◆ Trecho de origem:
○ ○ ○ ○ ○ ○ ○

Por uma improvável coincidência de fatores, que seria difícil descrever aqui, na noite do último dia 20 de outubro eu me encontrava na aconchegante casa da escritora Paulina Chiziane, na província interiorana da Zambézia, região central de Moçambique. Estávamos sentados em cadeiras de pau preto no quintal de terra batida, à volta da fogueira, seu lugar preferido, poucos amigos, à espera do jantar, quando o telefone tocou, causando certo desconforto, seja pelo horário avançado, seja porque Paulina prefere tratar dos seus assuntos pessoalmente, nunca à distância. O toque do celular era mais estridente que o normal, como o cri-cri-cri seco de grilo macho, quando roça pernas e asas umas sobre as outras para atrair a fêmea, e isso chamou a atenção de todos e desfez o ritmo alegre das conversas e o chiado em x da panela de pressão ao fundo. Estranho como nesses momentos fundamentais uma corrente elétrica estática atravessa todo o ambiente e os sons se silenciam, por um átimo, breve déjà-vu que se antecipa à realidade em milésimos de segundo, prenunciando coisas extraordinárias por acontecer.

○ ○ ○ ○ ○ ○ ○

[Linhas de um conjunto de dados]

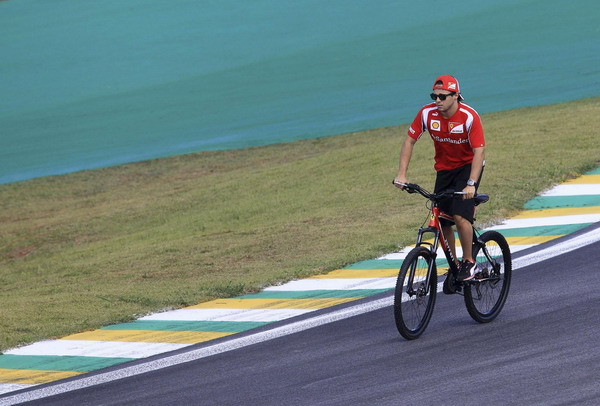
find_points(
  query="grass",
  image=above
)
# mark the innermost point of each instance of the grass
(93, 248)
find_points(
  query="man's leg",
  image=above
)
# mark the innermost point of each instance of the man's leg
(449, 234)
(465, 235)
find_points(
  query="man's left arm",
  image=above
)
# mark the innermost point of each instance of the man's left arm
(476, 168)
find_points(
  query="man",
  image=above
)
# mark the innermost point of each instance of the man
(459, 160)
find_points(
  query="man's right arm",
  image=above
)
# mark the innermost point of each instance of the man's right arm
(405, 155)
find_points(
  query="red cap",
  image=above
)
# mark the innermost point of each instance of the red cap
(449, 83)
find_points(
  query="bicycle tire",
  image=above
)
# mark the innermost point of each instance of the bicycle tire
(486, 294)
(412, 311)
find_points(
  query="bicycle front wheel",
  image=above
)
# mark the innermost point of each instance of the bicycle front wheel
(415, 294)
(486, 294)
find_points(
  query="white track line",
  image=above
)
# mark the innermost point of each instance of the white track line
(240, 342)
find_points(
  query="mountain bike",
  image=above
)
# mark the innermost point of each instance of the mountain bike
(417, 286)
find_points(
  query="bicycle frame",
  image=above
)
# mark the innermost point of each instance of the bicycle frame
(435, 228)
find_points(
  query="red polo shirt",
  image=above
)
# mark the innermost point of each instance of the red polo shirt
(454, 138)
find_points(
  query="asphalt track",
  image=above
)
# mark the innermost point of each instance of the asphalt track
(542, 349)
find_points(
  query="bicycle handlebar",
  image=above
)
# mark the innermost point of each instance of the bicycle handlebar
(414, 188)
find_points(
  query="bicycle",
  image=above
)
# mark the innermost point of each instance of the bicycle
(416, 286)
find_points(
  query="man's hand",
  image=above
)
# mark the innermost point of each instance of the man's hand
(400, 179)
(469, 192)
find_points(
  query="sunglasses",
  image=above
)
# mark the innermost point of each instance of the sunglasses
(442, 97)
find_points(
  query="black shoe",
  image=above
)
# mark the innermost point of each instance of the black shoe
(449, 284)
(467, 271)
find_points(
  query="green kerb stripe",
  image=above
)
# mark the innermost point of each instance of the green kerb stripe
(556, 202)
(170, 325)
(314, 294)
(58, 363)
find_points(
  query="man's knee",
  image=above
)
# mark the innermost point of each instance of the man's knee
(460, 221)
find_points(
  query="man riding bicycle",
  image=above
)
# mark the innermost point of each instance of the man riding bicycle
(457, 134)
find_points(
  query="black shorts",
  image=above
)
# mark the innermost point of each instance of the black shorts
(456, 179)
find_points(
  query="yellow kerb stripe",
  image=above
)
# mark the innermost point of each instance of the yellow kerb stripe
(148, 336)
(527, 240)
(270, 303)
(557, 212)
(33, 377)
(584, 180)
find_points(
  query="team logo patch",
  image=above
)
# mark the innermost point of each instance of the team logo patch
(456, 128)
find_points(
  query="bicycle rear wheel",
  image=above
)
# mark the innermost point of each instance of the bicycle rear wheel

○ ○ ○ ○ ○ ○ ○

◆ Objetivo A: Reescreva em forma de lista, mais curta, o parágrafo do relato sobre Paulina Chiziane que começa com "Por uma improvável coincidência", sem perder os fatos principais.
◆ Objetivo B: Retome o relato da noite na casa de Paulina Chiziane a partir do ponto em que o trecho para.

◆ Resposta escrita A:
- Na noite de 20 de outubro, por uma coincidência difícil de explicar, quem narra estava na casa da escritora Paulina Chiziane, na província da Zambézia, no centro de Moçambique.
- Com poucos amigos, sentavam-se em cadeiras de pau preto em volta da fogueira, no quintal de terra batida, lugar preferido de Paulina, esperando o jantar.
- O telefone tocou e causou desconforto, pela hora avançada e porque Paulina prefere resolver seus assuntos pessoalmente, nunca à distância.
- O toque, mais estridente que o normal, lembrava o cri-cri seco de um grilo macho, chamou a atenção de todos e interrompeu as conversas e o chiado da panela de pressão.
- Por um instante, tudo silenciou, numa sensação de que algo extraordinário estava para acontecer.

◆ Resposta escrita B:
Alô, mamã, foi assim que desde o outro lado da linha sua amiga de longa data, dos tempos de militância política, a crítica literária Lídia Última, testava o canal telefônico, ansiosa para avisar em primeira mão que o júri do prêmio Camões acabara de deliberar e atribuir à Paulina essa que é a maior distinção dada a escritores da língua portuguesa. E por distinção entenda-se dinheiro, são 100 mil euros que vão para o bolso da moçambicana, no esforço neocolonialista de cooptação que, quando bem aceito, como de fato foi, traz importante alívio financeiro às vésperas das festas de fim de ano. Nem lembrava que existisse o tal prêmio português, Paulina confidenciou num rápido cochicho, de si para si mesma, com a orelha ainda colada ao aparelho, embora a chamada já tivesse terminado.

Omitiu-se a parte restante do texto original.